# Given exercise
Can you arrange the items below as a JSON list of strings, one string per line with blank lines left out, starting with the first line and going on through the line with "436 L 30 436", and covering only those lines?

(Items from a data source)
* START *

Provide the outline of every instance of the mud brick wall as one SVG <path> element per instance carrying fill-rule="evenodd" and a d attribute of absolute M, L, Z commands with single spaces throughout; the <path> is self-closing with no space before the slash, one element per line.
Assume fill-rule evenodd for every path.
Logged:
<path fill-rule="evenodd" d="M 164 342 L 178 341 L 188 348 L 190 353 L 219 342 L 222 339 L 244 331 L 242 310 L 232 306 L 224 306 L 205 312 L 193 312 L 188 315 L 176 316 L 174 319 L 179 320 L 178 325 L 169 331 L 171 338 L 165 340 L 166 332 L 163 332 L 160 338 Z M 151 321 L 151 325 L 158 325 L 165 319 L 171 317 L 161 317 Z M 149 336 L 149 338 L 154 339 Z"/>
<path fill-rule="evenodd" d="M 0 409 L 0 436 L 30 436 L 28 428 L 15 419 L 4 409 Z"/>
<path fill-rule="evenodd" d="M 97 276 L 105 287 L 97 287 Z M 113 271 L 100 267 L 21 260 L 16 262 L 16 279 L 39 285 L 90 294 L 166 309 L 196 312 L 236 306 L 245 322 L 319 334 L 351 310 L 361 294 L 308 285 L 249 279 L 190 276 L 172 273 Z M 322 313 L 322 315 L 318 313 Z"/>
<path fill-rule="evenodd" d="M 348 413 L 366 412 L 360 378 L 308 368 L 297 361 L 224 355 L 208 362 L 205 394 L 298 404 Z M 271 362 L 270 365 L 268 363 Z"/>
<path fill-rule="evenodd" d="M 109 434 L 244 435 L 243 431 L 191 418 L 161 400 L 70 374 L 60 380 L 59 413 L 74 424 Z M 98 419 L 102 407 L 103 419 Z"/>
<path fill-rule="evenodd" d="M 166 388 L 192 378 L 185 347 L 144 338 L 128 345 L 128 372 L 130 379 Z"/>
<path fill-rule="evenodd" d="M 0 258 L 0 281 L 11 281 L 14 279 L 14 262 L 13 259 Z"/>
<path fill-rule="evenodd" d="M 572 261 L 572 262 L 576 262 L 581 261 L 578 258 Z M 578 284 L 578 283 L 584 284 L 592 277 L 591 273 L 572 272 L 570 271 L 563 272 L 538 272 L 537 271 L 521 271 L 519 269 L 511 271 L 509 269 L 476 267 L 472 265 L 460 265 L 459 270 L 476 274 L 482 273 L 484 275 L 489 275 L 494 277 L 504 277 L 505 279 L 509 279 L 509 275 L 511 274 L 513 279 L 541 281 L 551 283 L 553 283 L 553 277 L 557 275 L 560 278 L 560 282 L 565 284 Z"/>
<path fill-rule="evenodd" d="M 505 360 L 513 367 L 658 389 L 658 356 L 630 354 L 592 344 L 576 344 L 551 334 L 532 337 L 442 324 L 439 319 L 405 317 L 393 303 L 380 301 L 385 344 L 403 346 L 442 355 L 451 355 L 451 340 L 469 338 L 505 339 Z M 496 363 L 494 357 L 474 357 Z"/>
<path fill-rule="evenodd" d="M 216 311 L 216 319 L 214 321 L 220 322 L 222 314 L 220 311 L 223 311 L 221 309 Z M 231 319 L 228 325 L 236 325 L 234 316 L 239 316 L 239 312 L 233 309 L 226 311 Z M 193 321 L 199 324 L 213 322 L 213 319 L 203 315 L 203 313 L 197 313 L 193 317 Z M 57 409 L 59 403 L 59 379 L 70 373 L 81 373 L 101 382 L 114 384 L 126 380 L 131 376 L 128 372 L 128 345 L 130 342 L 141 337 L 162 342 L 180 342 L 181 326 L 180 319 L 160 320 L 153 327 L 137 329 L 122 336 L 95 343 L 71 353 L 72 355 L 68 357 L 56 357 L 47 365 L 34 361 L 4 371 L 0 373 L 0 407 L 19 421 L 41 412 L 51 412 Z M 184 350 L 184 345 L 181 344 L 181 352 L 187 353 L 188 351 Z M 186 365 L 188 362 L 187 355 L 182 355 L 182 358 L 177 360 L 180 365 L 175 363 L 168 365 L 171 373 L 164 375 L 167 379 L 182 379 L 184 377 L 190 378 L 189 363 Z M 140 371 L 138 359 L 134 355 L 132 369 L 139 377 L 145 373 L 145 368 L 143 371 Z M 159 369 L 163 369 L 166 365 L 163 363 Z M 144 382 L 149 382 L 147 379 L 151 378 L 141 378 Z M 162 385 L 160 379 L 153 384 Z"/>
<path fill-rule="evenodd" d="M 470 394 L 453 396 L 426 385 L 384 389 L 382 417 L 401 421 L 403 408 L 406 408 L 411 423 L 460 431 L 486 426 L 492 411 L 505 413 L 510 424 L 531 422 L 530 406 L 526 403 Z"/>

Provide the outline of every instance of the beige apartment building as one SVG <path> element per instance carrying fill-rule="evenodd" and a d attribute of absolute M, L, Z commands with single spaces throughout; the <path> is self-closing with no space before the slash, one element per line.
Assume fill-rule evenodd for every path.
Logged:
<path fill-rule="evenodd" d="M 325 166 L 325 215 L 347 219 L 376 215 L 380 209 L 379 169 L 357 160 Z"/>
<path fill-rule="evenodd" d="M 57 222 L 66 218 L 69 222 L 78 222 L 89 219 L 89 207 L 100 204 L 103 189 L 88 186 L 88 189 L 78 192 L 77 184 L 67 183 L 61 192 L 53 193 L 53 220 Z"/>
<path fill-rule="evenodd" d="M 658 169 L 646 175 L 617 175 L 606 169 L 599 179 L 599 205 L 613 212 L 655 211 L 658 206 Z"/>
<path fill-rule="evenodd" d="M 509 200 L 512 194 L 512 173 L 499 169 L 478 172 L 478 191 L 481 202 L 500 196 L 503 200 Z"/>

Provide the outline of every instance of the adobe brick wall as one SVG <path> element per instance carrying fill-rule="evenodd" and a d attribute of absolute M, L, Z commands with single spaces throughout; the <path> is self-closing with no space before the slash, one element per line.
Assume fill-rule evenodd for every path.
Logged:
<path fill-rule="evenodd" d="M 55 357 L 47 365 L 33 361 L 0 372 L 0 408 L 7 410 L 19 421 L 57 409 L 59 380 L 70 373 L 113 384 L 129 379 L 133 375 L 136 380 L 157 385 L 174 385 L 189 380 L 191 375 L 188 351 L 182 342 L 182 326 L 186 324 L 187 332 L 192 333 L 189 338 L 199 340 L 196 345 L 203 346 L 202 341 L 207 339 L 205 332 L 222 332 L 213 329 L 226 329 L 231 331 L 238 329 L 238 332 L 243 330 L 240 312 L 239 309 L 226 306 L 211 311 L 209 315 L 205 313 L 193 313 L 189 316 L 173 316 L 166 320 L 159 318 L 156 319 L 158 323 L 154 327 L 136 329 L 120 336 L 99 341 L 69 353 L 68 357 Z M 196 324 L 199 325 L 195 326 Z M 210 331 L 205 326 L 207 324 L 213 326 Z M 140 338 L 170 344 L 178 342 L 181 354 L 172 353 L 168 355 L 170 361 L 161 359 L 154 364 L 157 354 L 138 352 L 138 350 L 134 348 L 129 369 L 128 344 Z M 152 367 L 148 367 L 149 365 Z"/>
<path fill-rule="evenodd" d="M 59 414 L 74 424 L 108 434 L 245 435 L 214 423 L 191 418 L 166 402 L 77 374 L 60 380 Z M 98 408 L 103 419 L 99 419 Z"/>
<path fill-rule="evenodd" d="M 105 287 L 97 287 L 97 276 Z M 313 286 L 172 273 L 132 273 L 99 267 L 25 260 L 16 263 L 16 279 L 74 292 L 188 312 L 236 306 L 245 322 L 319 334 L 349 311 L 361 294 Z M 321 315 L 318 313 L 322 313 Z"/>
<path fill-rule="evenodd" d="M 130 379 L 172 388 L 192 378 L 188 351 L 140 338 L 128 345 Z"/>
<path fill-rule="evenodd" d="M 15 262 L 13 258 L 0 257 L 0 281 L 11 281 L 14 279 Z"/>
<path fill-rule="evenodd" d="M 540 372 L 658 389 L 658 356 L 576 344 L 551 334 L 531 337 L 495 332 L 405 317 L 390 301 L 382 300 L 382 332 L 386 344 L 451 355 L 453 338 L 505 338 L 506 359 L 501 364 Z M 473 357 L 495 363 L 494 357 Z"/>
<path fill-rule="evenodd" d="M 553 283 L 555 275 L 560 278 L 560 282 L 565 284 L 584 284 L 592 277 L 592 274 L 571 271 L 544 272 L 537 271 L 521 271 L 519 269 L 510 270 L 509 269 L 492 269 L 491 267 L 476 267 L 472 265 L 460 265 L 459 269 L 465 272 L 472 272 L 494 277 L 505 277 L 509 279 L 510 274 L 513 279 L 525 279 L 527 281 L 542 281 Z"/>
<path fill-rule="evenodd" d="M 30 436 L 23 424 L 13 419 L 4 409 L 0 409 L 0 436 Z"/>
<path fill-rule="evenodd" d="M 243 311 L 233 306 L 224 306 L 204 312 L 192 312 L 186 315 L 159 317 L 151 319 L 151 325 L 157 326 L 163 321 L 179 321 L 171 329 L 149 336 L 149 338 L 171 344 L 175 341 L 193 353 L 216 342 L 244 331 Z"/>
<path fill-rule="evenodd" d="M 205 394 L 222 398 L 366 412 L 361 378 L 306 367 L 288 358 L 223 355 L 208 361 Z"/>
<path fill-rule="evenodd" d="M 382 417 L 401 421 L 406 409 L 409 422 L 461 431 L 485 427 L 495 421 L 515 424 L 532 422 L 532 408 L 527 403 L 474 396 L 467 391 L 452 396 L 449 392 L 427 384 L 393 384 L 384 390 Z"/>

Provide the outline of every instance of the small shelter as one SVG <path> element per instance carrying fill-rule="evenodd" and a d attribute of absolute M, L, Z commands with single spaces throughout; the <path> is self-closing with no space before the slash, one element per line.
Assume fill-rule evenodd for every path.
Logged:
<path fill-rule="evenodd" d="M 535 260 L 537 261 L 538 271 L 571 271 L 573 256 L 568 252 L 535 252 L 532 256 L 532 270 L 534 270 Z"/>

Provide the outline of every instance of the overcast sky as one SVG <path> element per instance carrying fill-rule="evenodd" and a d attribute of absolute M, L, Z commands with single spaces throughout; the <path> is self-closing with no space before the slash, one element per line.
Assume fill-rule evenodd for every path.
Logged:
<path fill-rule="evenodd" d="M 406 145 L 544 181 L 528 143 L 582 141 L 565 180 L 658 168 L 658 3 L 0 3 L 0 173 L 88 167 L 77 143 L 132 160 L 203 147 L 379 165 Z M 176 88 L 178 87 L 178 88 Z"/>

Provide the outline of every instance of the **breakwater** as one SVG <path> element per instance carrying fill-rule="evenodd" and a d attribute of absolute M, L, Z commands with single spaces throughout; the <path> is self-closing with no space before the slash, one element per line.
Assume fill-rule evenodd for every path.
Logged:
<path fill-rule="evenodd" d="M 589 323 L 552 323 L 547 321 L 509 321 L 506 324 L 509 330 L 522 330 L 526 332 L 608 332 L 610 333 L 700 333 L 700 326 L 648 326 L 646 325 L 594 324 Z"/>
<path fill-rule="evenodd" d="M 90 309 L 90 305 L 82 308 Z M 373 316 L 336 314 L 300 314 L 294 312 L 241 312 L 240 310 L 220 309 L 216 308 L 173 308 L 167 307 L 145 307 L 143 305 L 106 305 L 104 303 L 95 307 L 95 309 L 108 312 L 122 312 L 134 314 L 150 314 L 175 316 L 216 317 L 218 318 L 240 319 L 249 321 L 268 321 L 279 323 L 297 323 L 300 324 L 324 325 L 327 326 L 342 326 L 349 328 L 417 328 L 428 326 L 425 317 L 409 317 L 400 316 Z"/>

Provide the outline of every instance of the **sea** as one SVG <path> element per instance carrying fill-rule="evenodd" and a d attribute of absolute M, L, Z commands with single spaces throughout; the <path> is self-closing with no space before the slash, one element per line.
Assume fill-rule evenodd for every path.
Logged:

* END *

# The answer
[
  "Provide the outline of every instance of the mud brick wall as one SVG <path> element per instance carrying fill-rule=\"evenodd\" and a d attribute of absolute M, L, Z commands with single spaces throughout; the <path> is self-closing with no space before the slash, one element per line.",
  "Assume fill-rule evenodd for every path.",
  "Logged:",
  "<path fill-rule=\"evenodd\" d=\"M 164 342 L 178 341 L 188 348 L 190 353 L 219 342 L 222 339 L 244 331 L 242 310 L 232 306 L 224 306 L 205 312 L 193 312 L 188 315 L 176 316 L 174 319 L 179 320 L 178 325 L 169 331 L 171 338 L 165 340 L 166 332 L 163 332 L 160 338 Z M 151 321 L 151 325 L 158 325 L 165 319 L 171 317 L 161 317 Z M 149 336 L 149 338 L 154 339 Z\"/>",
  "<path fill-rule=\"evenodd\" d=\"M 0 409 L 0 436 L 30 436 L 28 428 L 15 419 L 4 409 Z\"/>"
]